(Work task):
Print the data below exactly as it appears.

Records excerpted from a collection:
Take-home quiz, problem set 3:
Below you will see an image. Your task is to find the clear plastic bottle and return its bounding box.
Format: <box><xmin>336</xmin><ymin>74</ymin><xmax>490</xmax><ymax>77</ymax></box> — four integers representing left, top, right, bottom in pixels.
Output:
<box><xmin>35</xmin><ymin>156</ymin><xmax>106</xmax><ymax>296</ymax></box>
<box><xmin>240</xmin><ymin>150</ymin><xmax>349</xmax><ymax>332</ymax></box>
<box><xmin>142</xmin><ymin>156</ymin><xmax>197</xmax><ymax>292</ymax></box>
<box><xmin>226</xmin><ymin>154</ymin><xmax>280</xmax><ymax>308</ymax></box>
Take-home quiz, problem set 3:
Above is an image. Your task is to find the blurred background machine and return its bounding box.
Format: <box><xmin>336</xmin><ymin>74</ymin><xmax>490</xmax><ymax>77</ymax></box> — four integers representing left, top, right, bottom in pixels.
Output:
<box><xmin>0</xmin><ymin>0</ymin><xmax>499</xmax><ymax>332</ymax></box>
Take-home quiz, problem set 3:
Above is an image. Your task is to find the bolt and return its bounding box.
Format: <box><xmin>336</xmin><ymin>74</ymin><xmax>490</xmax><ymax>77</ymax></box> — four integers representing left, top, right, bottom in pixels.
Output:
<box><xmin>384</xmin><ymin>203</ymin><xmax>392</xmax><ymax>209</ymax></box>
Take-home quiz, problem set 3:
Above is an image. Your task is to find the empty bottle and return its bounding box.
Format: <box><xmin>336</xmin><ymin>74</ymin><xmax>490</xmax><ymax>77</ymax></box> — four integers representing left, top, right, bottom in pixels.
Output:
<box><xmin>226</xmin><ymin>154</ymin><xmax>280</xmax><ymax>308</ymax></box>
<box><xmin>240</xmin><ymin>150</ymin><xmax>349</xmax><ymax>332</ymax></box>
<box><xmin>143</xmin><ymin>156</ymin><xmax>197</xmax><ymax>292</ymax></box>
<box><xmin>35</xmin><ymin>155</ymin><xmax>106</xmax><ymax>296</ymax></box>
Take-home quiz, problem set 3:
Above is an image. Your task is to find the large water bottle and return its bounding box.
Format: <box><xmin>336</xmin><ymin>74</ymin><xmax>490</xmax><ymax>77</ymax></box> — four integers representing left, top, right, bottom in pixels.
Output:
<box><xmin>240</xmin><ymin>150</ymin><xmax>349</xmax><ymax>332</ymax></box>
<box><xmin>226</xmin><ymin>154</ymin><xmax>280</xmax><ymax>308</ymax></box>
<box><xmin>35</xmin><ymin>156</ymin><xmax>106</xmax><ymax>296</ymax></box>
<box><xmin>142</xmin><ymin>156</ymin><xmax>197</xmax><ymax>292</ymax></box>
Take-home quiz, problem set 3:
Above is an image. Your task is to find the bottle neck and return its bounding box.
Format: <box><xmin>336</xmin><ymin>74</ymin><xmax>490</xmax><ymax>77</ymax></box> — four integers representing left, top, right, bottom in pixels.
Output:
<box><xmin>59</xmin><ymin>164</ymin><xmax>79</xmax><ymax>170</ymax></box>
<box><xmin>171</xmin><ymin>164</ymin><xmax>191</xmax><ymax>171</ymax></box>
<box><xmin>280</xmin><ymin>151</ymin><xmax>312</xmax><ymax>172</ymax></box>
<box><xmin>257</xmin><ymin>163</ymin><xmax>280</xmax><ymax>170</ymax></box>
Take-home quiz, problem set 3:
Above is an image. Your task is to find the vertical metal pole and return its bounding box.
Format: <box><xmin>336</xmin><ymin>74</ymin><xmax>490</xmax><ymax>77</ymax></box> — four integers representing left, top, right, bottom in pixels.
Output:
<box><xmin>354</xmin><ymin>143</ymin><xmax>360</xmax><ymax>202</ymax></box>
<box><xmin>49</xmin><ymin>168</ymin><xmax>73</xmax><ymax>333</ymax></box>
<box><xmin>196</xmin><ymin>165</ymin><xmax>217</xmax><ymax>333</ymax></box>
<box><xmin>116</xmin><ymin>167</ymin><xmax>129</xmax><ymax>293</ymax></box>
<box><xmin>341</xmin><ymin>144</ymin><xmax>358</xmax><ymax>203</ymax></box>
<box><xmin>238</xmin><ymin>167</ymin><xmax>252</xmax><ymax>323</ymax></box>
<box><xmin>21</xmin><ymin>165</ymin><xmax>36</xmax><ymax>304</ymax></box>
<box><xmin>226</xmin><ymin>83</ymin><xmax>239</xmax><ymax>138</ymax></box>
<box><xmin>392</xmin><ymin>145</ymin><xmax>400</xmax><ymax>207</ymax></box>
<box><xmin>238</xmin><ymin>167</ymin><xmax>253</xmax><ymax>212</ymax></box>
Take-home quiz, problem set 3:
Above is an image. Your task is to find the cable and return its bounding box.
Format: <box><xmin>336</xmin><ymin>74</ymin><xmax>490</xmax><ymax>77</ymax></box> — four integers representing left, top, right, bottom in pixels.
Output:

(Exercise solution):
Take-home quiz, problem set 3:
Below you will see an image. Your task is to find the clear plastic bottle and return its bounding box.
Format: <box><xmin>336</xmin><ymin>74</ymin><xmax>490</xmax><ymax>77</ymax></box> — four integers representing left, top, right, bottom in pixels.
Output:
<box><xmin>35</xmin><ymin>156</ymin><xmax>106</xmax><ymax>296</ymax></box>
<box><xmin>240</xmin><ymin>150</ymin><xmax>349</xmax><ymax>332</ymax></box>
<box><xmin>142</xmin><ymin>156</ymin><xmax>197</xmax><ymax>292</ymax></box>
<box><xmin>226</xmin><ymin>154</ymin><xmax>280</xmax><ymax>308</ymax></box>
Take-home quiz, problem set 3:
Above is an image. Your task is to find the blurred background machine and return its bounding box.
Format: <box><xmin>336</xmin><ymin>74</ymin><xmax>490</xmax><ymax>77</ymax></box> — four integers representing left, top, right, bottom in pixels.
Output:
<box><xmin>0</xmin><ymin>0</ymin><xmax>499</xmax><ymax>332</ymax></box>
Take-home quiz, problem set 3:
Above is an image. Your task is to find the bolt and return its bounding box.
Format: <box><xmin>336</xmin><ymin>74</ymin><xmax>490</xmax><ymax>77</ymax></box> — four integers representing left, top, right, bottom in pixels.
Output:
<box><xmin>384</xmin><ymin>203</ymin><xmax>392</xmax><ymax>209</ymax></box>
Take-home quiz, problem set 3:
Above is an image. Your task is to find the empty bottle and return its bounding box.
Format: <box><xmin>336</xmin><ymin>74</ymin><xmax>490</xmax><ymax>77</ymax></box> — four integers representing left, top, right, bottom in pixels.
Output:
<box><xmin>226</xmin><ymin>154</ymin><xmax>280</xmax><ymax>308</ymax></box>
<box><xmin>240</xmin><ymin>150</ymin><xmax>349</xmax><ymax>332</ymax></box>
<box><xmin>143</xmin><ymin>156</ymin><xmax>197</xmax><ymax>292</ymax></box>
<box><xmin>35</xmin><ymin>155</ymin><xmax>106</xmax><ymax>296</ymax></box>
Take-home quiz, problem set 3:
Above is an image. Your task is to find the large water bottle and return its bounding box.
Format: <box><xmin>336</xmin><ymin>74</ymin><xmax>490</xmax><ymax>77</ymax></box> — four integers representing left, top, right, bottom in pixels.
Output:
<box><xmin>240</xmin><ymin>150</ymin><xmax>349</xmax><ymax>332</ymax></box>
<box><xmin>226</xmin><ymin>154</ymin><xmax>280</xmax><ymax>308</ymax></box>
<box><xmin>35</xmin><ymin>156</ymin><xmax>106</xmax><ymax>296</ymax></box>
<box><xmin>142</xmin><ymin>156</ymin><xmax>197</xmax><ymax>292</ymax></box>
Take-home quiz, problem set 3:
Above is an image. Your task is to find the bottle neck and return its bounding box.
Format: <box><xmin>336</xmin><ymin>74</ymin><xmax>490</xmax><ymax>77</ymax></box> — four integers representing left, top, right, bottom in pixels.
Output:
<box><xmin>59</xmin><ymin>164</ymin><xmax>79</xmax><ymax>170</ymax></box>
<box><xmin>171</xmin><ymin>164</ymin><xmax>191</xmax><ymax>171</ymax></box>
<box><xmin>280</xmin><ymin>151</ymin><xmax>312</xmax><ymax>172</ymax></box>
<box><xmin>257</xmin><ymin>163</ymin><xmax>280</xmax><ymax>170</ymax></box>
Take-home quiz, problem set 3:
Above is an image. Your task is to find the vertical metal pole and return its bounding box.
Format: <box><xmin>336</xmin><ymin>74</ymin><xmax>490</xmax><ymax>77</ymax></box> — four integers representing left, top, right, bottom in pixels.
Output:
<box><xmin>354</xmin><ymin>143</ymin><xmax>360</xmax><ymax>202</ymax></box>
<box><xmin>49</xmin><ymin>168</ymin><xmax>73</xmax><ymax>333</ymax></box>
<box><xmin>196</xmin><ymin>165</ymin><xmax>217</xmax><ymax>333</ymax></box>
<box><xmin>116</xmin><ymin>167</ymin><xmax>129</xmax><ymax>293</ymax></box>
<box><xmin>341</xmin><ymin>144</ymin><xmax>358</xmax><ymax>203</ymax></box>
<box><xmin>238</xmin><ymin>167</ymin><xmax>252</xmax><ymax>323</ymax></box>
<box><xmin>21</xmin><ymin>165</ymin><xmax>36</xmax><ymax>304</ymax></box>
<box><xmin>226</xmin><ymin>83</ymin><xmax>239</xmax><ymax>138</ymax></box>
<box><xmin>392</xmin><ymin>145</ymin><xmax>400</xmax><ymax>207</ymax></box>
<box><xmin>238</xmin><ymin>167</ymin><xmax>253</xmax><ymax>212</ymax></box>
Take-home quiz, problem set 3:
Above is an image. Your task is to find the cable and return its bounding box.
Format: <box><xmin>336</xmin><ymin>74</ymin><xmax>490</xmax><ymax>77</ymax></box> — four integers representing left, top, right, bottom in pixels.
Output:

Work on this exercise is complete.